- Kutipan Sumber -
####
Langsung ke konten utama

10 Hari di Yogya

"Sepuluh hari terasa begitu singkat, " kata saya kepada seorang kawan yang menemani ke Stasiun Tugu Selasa (12/5) sore kemarin, sewaktu memesan tiket kereta untuk keberangkatan ke Jakarta.

Saya tiba di Yogya pada Minggu pagi, 3 Mei lalu, untuk suatu keperluan mengurus tugas akhir kuliah yang belum finish. Waktu yang saya minta hanya 10 hari. Saya datang dengan membawa berkas print out tugas akhir.

Pada Senin pagi, 14 Mei, saya ke kampus dan bertemu kawan lama satu kelas, Hagung Hendrawan. Saya juga bertemu asisten pembimbing satu saya, mbak Devi Ardiani.
Sebelumnya, kami sudah saling kontak dan membuat appointment untuk ketemu di kampus.

Pembicaraan kami berkisar masalah yang ringan-ringan. Saya juga bertemu Pak Tri, eks dosen saya sewaktu masih mengambil teori dulu. Saya juga bertemu mbak Hengki, sekertaris jurusan.

Hari itu, saya berniat bertemu pembimbing satu, Pak Sunardi dan pembimbin dua, mbak Katrin. Dua jam kemudian, saya bertemu Pak Nardi di ruang kerjanya. Pembicaraan kami tidaklah lama. Saya menceritakan latar belakang posisi saya sekarang, sebagai mahasiswa yang sudah tidak aktif lagi di kampus.

Keesokan hari, Selasa 5 Mei, saya ke kampus dan menyerahkan berkas tugas akhir kepada dua pembimbing saya, Pak Sunardi dan mbak Katrin. Saya diminta mempresentasikan tugas akhir di kelas seminar, Rabu 6 Mei.

Hari berikut, Rabu 6 Mei, di hadapan dua pembimbing dan asisten pembimbing saya, dosen tamu, Celia, teman-teman kuliah, Linda, Tia dan Hassan, saya mempresentasikan konten isi tugas akhir saya.

Saya berharap bahwa setelah ini, tidak ada suatu masukan yang dapat mengubah total arah bahasan tugas saya, sehingga saya tidak perlu lagi menghilang terlalu lama untuk mengerjakan perubahan tersebut.

Meski demikian, saya tetap berharap mendapat masukan-masukan berarti dari mereka. Inilah antara lain masukan dari mereka yang hadir di waktu presentasi.

Dari Katrin, saya mendapat masukan agar judul-judul artikel yang diambil dan menjadi catatan kaki, tidak ditulis miring, melainkan ditulis lurus dan diberi tanda kutip. Selebihnya, dia memberi masukan sekitar arah ke mana gerangan yang dimaui oleh pembahasan saya. Masukan ini cukup berarti buat saya.
####
- Tugas Wajib -
**1.** Salin bagian tulisan tentang sepuluh hari di Yogya, mulai dari "Keesokan hari, Selasa" dan terus sampai "Rabu 6 Mei.".
**2.** Menurut tulisan tentang sepuluh hari di Yogya, bagaimana Katrin meminta judul-judul artikel yang menjadi catatan kaki ditulis?
**3.** Teruskan tulisan tentang sepuluh hari di Yogya, dimulai sesudah kalimat terakhir yang tercantum.

(Entri Data)
####
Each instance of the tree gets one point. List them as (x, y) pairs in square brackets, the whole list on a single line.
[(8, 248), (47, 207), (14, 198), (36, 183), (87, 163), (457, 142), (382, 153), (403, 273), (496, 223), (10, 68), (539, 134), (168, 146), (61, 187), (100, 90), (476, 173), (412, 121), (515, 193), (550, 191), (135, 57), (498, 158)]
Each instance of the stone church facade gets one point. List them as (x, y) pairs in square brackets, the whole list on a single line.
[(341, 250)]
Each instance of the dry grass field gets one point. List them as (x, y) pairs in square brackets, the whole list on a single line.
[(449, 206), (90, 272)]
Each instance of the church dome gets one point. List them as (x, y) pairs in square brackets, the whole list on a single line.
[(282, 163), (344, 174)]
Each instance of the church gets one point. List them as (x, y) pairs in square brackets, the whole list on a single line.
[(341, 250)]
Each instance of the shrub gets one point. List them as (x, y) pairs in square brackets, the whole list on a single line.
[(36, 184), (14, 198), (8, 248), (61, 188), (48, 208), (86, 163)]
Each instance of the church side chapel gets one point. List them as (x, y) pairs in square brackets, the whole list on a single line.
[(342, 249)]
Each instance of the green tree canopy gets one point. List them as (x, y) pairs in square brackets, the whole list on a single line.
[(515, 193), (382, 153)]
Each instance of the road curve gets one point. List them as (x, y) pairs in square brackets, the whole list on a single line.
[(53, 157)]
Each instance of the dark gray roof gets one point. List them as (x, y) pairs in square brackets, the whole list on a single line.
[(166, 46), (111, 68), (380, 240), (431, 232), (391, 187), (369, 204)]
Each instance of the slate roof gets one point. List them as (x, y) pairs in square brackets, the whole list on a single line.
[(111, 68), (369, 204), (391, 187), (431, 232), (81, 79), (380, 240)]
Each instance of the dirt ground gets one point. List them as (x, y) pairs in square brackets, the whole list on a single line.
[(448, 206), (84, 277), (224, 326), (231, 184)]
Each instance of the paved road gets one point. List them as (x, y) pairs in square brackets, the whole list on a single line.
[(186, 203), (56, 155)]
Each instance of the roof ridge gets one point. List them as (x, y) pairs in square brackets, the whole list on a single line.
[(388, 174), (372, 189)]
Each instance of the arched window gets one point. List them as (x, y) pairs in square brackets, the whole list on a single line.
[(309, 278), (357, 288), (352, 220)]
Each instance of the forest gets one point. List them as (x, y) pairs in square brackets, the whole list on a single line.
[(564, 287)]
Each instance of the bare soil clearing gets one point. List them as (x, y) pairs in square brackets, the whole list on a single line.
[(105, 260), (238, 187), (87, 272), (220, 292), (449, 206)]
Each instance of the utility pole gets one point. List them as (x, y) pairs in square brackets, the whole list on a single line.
####
- Hasil Tugas -
**1.**
Keesokan hari, Selasa 5 Mei, saya ke kampus dan menyerahkan berkas tugas akhir kepada dua pembimbing saya, Pak Sunardi dan mbak Katrin. Saya diminta mempresentasikan tugas akhir di kelas seminar, Rabu 6 Mei.

**2.** Judul-judul itu tidak ditulis miring, melainkan ditulis lurus dan diberi tanda kutip.

**3.**
Dari Devi saya disarankan jangan terlalu lama presentasi. Waktu yang dibutuhkan hanya 20 menit, bukan satu jam sebagaimana saya lakukan. Dia juga mengingatkan agar saya memperbaiki bagian tujuan dan manfaat penelitian yang menurutnya belum jelas betul.

Terakhir dari Pak Sunardi, masukan yang diberikan bersifat teoretis. "Bahasanmu ini sebetulnya mau mengukur kekuatan modal di dalam kemampuannya mempenetrasi rasa /taste." Kata Pak Nardi.

Berdasar data penelitian saya, dia menambahkan dengan mengutip Gramsci soal "penerimaan tanpa paksaan" (Hegemoni). Orang atau konsumen menerima logika-logika lembaga konsumsi tanpa suatu paksaan. Mereka tahu bahwa mereka dirugikan, tetapi mereka menerimanya.
Nah, kekuatan apakah yang bekerja sehingga hal ini dapat / mungkin terjadi.

Tugas peneliti budaya, kata Pak Nardi, ialah melihat proses penetrasi rasa yang ditimbulkan oleh lembaga-lembaga konsumsi. "Kalau selama ini orang gembar gembor meneriakkan tolak mall dan pasar moderen, mereka itu hanya ngomong dan tidak berdasar, hanya melihat hubungan dikotomis kapitalisme dan oposisi binernya. Maka apa yang kamu lakukan, sebetulnya mau menunjukkan (dari sisi kultural) alasan-alasan mengapa mall harus ditolak." kata Pak Nardi.

Masukan dari mereka sangatlah berarti. Tetapi tentu yang lebih berarti lagi bagi saya adalah kepastian mengenai hari dan tanggal, kapan tugas akhir saya harus diujikan.

Bulan Mei ini adalah bulan terakhir masa perkuliahan. Jatah kami untuk para angkatan 2005 juga akan berakhir di smester ini. Kami akan berstatus drop out jika dalam semester ini tidak selesai.

Lepas dari urusan kuliah, di rumah kos (Perkutut 12 Demangan), saya berusaha menghilangkan kejenuhan itu dengan sesekali pada malam hari ngerumpi bareng kawan-kawan. Sesekali juga kami masak mie instant bersama, atau bakar-bakar ikan dan bikin pop corn.

Kegiatan-kegiatan kecil ini sedikit banyak membantu meringankan pikiran dari beban tugas akhir kuliah yang nyaris selesai. Sepuluh hari di Yogya juga terasa singkat karenanya.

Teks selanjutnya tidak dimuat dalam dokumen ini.